## START SOURCE

Forget Yelp and social media influencers: When it comes to choosing a financial institution, new research indicates that younger Millennials turn to their family and friends above anyone else.
That presents a strong opportunity for community banks in particular, and for credit unions as well. 75% of consumers 18-26 choose their primary banking institution based on a referral, according to the FIS Performance Against Customer Expectations (PACE) study, which defines these people as younger Millennials. (The study polled 1,749 U.S. consumers about their feelings toward banking institutions.)
Many of the referrals came from family members, with parents and grandparents carrying outsized clout. These findings correlate with a recent Deloitte survey that found many young adults choose their primary financial institution based exclusively on the recommendation of others.
Community banks are in a unique position to take advantage of these preferences to target and reach younger banking customers. With 51% percent of their clients comprised of Baby Boomers, community banks’ best advocates are already banking with them. Similarly, over a third — 36% — of credit union members are Boomers.
Here’s how these financial institutions can leverage this group as a vital asset to attract a new generation.

## END SOURCE
## START STORED ROWS

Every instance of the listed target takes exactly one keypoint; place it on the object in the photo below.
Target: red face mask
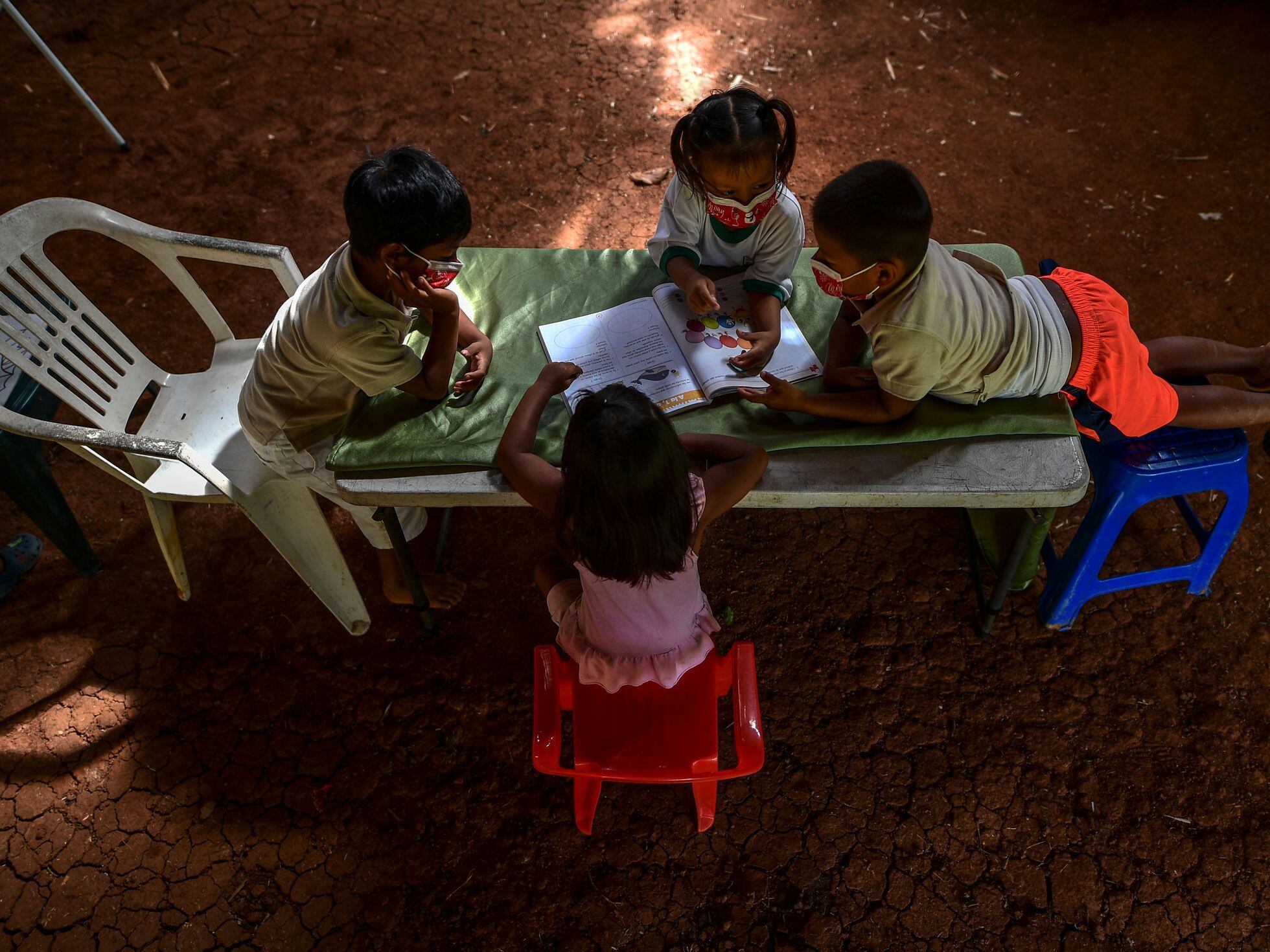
(734, 215)
(439, 275)
(831, 282)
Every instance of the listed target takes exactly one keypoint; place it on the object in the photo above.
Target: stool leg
(1221, 536)
(1076, 574)
(705, 795)
(586, 795)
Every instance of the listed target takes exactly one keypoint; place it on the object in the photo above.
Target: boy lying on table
(951, 324)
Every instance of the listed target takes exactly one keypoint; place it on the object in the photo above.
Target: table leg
(26, 477)
(387, 516)
(443, 538)
(988, 612)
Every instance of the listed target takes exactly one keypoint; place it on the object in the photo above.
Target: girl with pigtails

## END STORED ROWS

__GOALS__
• 1. List every company named in the passage about younger Millennials and banking.
• 2. Reproduce the banking passage between "Forget Yelp and" and "above anyone else.", inclusive, swapping "Yelp" for "online reviews".

__SOLUTIONS TO THE TASKS__
• 1. Yelp, FIS, Deloitte

• 2.
Forget online reviews and social media influencers: When it comes to choosing a financial institution, new research indicates that younger Millennials turn to their family and friends above anyone else.